■ What to produce
Would you filter these records and copy every line that has the word "wall"?

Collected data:
··········

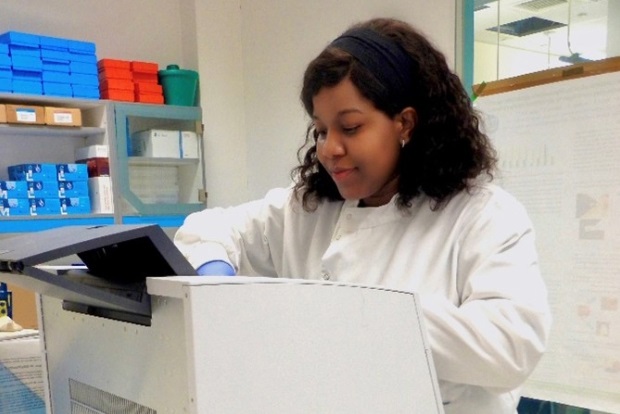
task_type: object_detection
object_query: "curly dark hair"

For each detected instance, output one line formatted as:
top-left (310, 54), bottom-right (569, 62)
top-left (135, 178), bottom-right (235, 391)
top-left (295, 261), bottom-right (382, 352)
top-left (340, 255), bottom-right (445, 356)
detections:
top-left (291, 17), bottom-right (497, 211)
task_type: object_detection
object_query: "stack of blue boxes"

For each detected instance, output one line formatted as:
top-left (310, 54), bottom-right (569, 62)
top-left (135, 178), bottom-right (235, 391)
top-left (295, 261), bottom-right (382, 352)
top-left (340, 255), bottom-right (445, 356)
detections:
top-left (0, 31), bottom-right (99, 99)
top-left (0, 163), bottom-right (91, 216)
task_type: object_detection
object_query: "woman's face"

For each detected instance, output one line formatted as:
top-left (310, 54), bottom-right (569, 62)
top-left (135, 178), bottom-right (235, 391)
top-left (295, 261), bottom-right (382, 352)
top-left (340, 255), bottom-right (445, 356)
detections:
top-left (313, 77), bottom-right (413, 207)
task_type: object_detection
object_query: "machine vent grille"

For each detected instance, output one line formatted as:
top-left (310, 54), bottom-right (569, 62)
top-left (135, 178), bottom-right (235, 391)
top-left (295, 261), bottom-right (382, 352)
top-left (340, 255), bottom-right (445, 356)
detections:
top-left (516, 0), bottom-right (567, 11)
top-left (69, 379), bottom-right (157, 414)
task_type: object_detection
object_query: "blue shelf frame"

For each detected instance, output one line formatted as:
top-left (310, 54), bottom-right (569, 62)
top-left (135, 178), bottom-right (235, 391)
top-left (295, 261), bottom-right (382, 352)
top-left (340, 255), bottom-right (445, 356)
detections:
top-left (0, 215), bottom-right (114, 233)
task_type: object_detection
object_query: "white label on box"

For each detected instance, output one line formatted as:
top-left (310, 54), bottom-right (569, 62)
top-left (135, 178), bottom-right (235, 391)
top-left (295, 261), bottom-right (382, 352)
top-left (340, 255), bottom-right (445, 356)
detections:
top-left (53, 112), bottom-right (73, 124)
top-left (16, 109), bottom-right (36, 122)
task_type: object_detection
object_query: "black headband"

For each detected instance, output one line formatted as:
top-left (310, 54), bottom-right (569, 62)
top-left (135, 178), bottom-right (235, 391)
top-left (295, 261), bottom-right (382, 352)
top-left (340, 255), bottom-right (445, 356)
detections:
top-left (329, 27), bottom-right (415, 96)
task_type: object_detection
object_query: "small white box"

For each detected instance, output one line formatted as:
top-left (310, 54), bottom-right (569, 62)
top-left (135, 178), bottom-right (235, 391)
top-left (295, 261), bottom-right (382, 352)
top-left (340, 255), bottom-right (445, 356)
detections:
top-left (180, 131), bottom-right (199, 159)
top-left (75, 145), bottom-right (109, 161)
top-left (131, 129), bottom-right (180, 158)
top-left (88, 177), bottom-right (113, 214)
top-left (131, 129), bottom-right (199, 159)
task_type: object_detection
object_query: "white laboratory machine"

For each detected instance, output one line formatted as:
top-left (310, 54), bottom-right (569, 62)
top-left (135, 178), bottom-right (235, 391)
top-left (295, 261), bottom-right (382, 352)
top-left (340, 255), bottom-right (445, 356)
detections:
top-left (0, 224), bottom-right (444, 414)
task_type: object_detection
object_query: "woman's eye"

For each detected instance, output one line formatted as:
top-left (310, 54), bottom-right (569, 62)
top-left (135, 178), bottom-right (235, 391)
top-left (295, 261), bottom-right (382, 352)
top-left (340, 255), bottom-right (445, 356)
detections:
top-left (343, 126), bottom-right (359, 135)
top-left (315, 130), bottom-right (326, 140)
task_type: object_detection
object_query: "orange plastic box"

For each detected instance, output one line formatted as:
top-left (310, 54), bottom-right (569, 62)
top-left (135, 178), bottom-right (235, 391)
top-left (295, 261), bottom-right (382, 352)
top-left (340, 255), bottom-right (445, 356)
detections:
top-left (135, 82), bottom-right (162, 94)
top-left (131, 61), bottom-right (158, 74)
top-left (101, 89), bottom-right (134, 102)
top-left (133, 72), bottom-right (158, 83)
top-left (99, 68), bottom-right (132, 81)
top-left (101, 78), bottom-right (134, 91)
top-left (98, 58), bottom-right (131, 71)
top-left (135, 93), bottom-right (164, 104)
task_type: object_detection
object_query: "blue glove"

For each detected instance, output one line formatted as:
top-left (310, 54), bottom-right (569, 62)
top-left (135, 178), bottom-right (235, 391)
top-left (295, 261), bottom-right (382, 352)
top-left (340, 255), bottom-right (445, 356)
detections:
top-left (196, 260), bottom-right (236, 276)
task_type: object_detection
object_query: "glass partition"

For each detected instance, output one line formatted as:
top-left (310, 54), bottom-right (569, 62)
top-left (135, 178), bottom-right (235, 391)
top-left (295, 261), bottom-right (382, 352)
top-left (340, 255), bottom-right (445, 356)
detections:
top-left (466, 0), bottom-right (617, 87)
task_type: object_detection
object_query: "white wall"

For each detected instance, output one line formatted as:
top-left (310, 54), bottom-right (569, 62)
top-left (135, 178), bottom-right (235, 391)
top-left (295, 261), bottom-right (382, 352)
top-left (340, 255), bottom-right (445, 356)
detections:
top-left (0, 0), bottom-right (457, 207)
top-left (196, 0), bottom-right (457, 205)
top-left (0, 1), bottom-right (193, 67)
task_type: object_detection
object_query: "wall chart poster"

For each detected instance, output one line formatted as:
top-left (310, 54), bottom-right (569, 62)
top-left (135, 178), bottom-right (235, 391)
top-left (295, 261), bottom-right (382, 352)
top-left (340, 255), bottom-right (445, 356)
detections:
top-left (476, 70), bottom-right (620, 413)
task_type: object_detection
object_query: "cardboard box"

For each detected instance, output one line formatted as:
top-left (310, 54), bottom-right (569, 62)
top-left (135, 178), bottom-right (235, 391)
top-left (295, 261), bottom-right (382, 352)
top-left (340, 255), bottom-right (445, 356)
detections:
top-left (44, 106), bottom-right (82, 127)
top-left (0, 104), bottom-right (6, 123)
top-left (3, 284), bottom-right (37, 329)
top-left (5, 104), bottom-right (45, 125)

··········

■ Answer to the problem
object_query: "white wall"
object_query: "wall chart poster"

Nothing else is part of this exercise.